## Short exercise
Reproduce verbatim the final portion of the material below, from the line containing "BBOX black plastic bucket" through its last line, and nothing else.

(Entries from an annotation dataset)
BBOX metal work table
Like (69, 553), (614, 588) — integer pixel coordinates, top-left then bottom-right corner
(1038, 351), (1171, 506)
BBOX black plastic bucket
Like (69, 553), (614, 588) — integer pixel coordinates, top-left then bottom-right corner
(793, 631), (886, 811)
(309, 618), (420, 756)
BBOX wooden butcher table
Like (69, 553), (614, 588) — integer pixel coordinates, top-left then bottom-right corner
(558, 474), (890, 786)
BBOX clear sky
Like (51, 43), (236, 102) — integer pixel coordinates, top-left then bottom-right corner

## Output
BBOX black plastic bucket
Like (69, 553), (614, 588) — integer pixel coordinates, top-left then bottom-right corner
(793, 631), (886, 811)
(309, 618), (420, 756)
BBOX wooden butcher table
Like (69, 553), (614, 588) — integer pixel coordinates, top-left then bottom-right corner
(558, 474), (890, 786)
BBOX clear sky
Like (51, 43), (236, 102) — integer pixel coordinates, top-left then bottom-right corner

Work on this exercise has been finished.